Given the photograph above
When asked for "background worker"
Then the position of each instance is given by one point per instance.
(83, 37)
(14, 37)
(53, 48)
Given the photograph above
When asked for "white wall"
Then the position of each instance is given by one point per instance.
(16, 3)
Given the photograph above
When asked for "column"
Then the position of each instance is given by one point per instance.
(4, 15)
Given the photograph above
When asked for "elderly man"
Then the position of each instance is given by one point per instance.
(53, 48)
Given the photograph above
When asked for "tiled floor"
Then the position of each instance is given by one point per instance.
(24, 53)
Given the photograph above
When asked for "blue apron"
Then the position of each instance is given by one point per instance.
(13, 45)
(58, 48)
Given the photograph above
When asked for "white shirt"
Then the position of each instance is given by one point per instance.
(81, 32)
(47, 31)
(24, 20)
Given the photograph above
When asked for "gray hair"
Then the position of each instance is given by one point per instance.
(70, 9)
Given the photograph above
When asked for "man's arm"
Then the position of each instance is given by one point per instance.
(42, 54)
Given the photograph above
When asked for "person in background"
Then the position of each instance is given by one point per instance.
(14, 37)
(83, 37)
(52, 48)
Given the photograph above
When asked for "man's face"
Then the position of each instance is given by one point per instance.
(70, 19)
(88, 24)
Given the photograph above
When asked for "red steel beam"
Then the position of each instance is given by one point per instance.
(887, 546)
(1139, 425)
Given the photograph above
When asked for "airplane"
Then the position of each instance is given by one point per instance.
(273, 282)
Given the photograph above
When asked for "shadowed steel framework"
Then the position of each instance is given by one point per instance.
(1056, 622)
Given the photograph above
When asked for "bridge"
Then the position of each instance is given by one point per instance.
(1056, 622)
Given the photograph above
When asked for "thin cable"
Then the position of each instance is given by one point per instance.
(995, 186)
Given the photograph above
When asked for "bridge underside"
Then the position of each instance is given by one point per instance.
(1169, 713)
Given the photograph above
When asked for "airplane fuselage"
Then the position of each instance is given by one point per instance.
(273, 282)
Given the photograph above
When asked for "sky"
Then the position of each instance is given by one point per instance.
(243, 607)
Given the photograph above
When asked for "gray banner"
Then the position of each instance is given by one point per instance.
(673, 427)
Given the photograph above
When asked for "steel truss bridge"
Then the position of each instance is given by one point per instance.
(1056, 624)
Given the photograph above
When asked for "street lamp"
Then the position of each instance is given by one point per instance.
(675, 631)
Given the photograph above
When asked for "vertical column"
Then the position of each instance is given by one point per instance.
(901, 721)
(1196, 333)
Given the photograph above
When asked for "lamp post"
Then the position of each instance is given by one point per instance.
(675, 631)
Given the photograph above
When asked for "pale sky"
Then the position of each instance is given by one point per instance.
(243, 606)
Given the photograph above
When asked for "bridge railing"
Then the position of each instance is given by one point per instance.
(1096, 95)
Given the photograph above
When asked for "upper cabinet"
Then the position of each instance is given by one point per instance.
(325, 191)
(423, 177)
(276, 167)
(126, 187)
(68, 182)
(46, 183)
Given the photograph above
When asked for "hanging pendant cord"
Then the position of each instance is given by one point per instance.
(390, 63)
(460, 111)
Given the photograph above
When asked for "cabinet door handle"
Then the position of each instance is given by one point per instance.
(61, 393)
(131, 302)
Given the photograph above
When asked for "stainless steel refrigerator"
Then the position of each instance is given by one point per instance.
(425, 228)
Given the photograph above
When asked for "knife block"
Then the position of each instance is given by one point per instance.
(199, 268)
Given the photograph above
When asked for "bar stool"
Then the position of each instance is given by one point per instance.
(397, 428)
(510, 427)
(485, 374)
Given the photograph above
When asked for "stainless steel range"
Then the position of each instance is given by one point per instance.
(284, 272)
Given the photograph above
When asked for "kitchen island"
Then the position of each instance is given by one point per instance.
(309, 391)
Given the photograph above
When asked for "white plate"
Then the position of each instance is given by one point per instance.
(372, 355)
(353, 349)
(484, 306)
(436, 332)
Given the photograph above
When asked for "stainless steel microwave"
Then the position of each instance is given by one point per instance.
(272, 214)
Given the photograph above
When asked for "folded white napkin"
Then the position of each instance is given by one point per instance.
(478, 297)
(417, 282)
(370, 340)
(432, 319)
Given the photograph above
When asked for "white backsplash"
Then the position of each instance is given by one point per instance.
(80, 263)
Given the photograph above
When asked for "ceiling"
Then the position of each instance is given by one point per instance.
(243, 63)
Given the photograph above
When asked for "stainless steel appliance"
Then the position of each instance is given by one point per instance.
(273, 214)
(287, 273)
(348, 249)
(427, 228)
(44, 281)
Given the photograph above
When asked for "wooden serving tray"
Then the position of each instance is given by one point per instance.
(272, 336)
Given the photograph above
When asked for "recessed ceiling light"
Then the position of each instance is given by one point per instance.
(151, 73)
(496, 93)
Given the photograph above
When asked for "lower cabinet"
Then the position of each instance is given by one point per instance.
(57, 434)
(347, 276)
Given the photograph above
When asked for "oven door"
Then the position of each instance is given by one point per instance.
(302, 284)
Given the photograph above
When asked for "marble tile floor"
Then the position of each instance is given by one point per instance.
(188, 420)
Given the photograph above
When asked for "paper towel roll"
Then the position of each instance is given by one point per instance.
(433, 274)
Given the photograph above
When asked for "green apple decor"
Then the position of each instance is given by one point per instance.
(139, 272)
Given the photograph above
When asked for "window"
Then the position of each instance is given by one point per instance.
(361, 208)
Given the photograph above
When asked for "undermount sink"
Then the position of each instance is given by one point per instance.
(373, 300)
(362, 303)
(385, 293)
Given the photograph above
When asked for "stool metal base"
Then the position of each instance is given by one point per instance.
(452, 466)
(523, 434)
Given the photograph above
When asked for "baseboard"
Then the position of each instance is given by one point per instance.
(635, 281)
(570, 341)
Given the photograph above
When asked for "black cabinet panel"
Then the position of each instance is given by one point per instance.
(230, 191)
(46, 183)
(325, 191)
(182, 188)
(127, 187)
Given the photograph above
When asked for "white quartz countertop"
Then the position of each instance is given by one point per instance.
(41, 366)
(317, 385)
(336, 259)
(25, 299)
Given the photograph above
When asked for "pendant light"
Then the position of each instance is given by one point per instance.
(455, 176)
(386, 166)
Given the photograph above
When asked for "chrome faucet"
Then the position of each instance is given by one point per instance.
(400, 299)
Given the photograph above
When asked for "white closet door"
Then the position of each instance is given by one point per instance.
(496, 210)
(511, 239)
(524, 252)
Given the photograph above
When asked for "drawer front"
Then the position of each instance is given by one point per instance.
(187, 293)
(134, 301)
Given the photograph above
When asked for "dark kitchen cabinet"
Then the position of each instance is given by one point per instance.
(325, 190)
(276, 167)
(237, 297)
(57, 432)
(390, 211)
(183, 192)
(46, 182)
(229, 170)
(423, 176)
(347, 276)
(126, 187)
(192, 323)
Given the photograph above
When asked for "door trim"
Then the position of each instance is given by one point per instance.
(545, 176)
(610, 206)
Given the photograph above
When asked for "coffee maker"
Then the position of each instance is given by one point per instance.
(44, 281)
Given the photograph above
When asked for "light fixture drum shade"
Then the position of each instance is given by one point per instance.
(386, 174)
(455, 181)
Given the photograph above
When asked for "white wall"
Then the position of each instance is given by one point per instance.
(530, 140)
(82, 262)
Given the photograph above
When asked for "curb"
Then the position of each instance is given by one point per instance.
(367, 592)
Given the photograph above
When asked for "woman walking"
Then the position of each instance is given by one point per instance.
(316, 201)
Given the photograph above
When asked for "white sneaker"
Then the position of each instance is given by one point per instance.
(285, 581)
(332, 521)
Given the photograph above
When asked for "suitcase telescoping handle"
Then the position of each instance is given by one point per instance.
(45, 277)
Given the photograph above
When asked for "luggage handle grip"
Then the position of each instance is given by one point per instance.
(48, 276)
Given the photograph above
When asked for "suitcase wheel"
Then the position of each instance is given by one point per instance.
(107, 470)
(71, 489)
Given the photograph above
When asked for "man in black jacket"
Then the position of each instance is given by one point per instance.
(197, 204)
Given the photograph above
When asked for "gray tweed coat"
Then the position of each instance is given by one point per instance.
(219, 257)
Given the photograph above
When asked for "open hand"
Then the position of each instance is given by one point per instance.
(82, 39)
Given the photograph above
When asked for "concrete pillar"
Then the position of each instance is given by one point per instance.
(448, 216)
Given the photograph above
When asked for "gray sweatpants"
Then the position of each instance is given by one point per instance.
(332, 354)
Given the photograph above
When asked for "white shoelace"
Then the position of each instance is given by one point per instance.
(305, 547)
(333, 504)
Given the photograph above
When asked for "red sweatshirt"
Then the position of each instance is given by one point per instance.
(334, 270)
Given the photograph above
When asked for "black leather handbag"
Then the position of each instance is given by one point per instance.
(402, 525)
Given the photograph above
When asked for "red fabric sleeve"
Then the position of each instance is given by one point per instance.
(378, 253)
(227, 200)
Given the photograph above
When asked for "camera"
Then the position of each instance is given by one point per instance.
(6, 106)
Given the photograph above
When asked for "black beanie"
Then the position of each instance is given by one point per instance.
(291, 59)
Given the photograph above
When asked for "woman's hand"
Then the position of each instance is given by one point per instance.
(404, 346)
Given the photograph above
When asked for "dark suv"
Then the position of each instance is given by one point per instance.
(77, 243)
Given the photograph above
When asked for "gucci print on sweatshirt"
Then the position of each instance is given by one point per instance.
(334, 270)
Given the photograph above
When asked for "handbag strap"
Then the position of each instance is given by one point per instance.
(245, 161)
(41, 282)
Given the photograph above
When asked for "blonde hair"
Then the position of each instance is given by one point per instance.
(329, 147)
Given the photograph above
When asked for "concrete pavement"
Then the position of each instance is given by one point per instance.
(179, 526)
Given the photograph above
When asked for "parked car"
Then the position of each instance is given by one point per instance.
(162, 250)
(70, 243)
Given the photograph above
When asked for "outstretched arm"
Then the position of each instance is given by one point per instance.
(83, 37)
* * * * *
Identify each line in the records that contains the word "hair", and copy every such line in full.

When asked for "gray hair"
When asked for "blonde hair"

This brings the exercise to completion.